Goal 1:
In the regional development text, what share of Quebec's venture capital is currently invested outside Montréal, Québec and Gatineau?
Goal 2:
What requirements must assisted projects meet, according to the regional development text? List every one.
Goal 3:
Extend the regional development text, beginning right after its final sentence.

This measure will enable the regions and communities assisted to benefit from community economic facilities that contribute directly to the reinforcement of their economic activity and even facilitate economic diversification. The projects receiving assistance will have to support reinforcement of the economic base directly, generate direct, measurable, short or medium-term economic spinoffs, create a significant number of sustainable jobs, reinforce access to the main markets outside the region and enable a region or community to acquire lasting competitive advantages. The success of the measure will be gauged in particular by the creation and development of enterprises, the maintenance and creation of sustainable employment and the increase in trade.
Venture Capital Fund for Business Startups in the Regions
The creation of new enterprises is a key element in ensuring the vitality of regions and making them more dynamic. But recent studies show that opportunities for business and job creation are insufficient to motivate young people to stay or resettle in the regions. In many regions, the demographic decline is in the process of making the economic base more fragile. In addition, entrepreneurs have to take advantage of business opportunities to create enterprises. To that end, they must, among other things, have access to adequate financing. For that, the Agency wishes to support the development of new enterprises and devote special effort, by means of flexible tools, to keeping young people in the regions. It has set up the Venture Capital Fund for Business Startups in the Regions in partnership with the Community Futures Development Corporations (CFDCs), the Business Development Centres (BDCs), the Fondation de l'entrepreneurship, and the support of Desjardins Venture Capital.
This fund targets SMEs that have no recurring sales and are on their first round of seeking outside investors. It will contribute to creating enterprises which could not have been launched without this new source of capital. It also aims to rectify a serious problem, since a mere 4% of the venture capital in Quebec is currently invested outside Montréal, Québec and Gatineau.

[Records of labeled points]
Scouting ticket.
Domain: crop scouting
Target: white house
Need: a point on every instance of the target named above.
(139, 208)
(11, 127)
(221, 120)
==
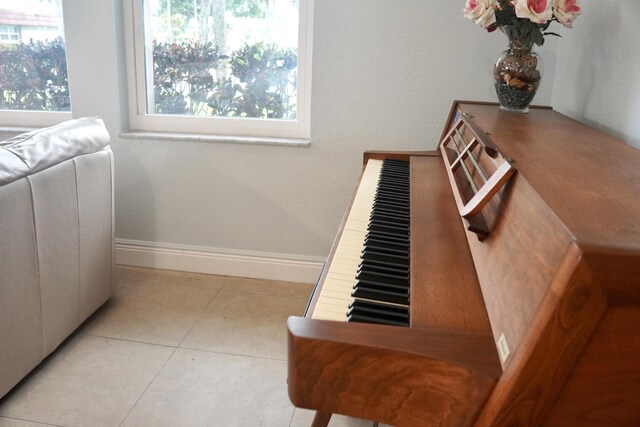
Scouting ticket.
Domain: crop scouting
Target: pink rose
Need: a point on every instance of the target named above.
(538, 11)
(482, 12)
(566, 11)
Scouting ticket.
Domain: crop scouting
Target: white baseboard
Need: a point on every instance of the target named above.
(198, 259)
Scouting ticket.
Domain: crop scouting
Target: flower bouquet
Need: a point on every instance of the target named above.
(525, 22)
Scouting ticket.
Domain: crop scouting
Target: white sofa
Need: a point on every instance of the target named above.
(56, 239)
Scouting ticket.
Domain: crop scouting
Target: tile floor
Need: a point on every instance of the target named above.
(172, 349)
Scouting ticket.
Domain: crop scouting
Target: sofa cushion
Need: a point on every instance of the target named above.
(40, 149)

Exercise result 1:
A mere 4%.

Exercise result 2:
- Support reinforcement of the economic base directly
- Generate direct, measurable, short or medium-term economic spinoffs
- Create a significant number of sustainable jobs
- Reinforce access to the main markets outside the region
- Enable a region or community to acquire lasting competitive advantages

Exercise result 3:
Capital Fund for Business Succession
In Quebec, 98% of enterprises are SMEs, accounting for 64% of all jobs in the province (Statistics Canada, July 2006). Throughout Quebec, the population of SME owners is aging: more than 40% of them plan to retire within five years, and 70% within 10 years (Canadian Federation of Independent Business, June 2005). This represents a major challenge, since the survival of Quebec's entrepreneurial heritage is currently under threat. For Quebec SMEs to be able to keep on creating jobs and generating wealth, it is important to plan the business succession.
To rectify this situation, the Agency has set up the Capital Fund for Business Succession in partnership with the CFDCs and BDCs, with the support of Desjardins Venture Capital, and the Fondation de l'entrepreneurship. This fund aims to help entrepreneurs purchase existing enterprises and ensure that they continue operating in the area they originated in.
As a result, this initiative should help increase the number of successful SME transfers, particularly intergenerational transfers (owner-employee; parent-child), keep existing enterprises, jobs and decision-making centres in the regions, and contribute to reinforcing the regional economic fabric.
Special attention to target groups (linguistic minorities, Aboriginals and visible minorities)
The Agency intends to pay special attention to target groups (linguistic minorities, Aboriginals and visible minorities). Moreover, the Agency's action plan concerning Official Language Minority Communities comprises activities integrated with the Agency's overall areas of intervention. This will also be the case with the next multiculturalism plan that is to be tabled over the coming months.
Over the next few years, the Agency will contribute to the growth of the target groups by focussing in particular on encouraging increased participation by these groups in regional development initiatives and structures.
As its second priority, the Agency wishes to reinforce the performance of innovative, competitive SMEs in key sectors. The planned grants and contributions budget is approximately $150 million over three years. Through this priority, the Agency is intensifying its efforts to achieve the results of the Competitiveness of enterprises (SMEs) program activity, and more specifically those under the Development of enterprises' capabilities sub-activity.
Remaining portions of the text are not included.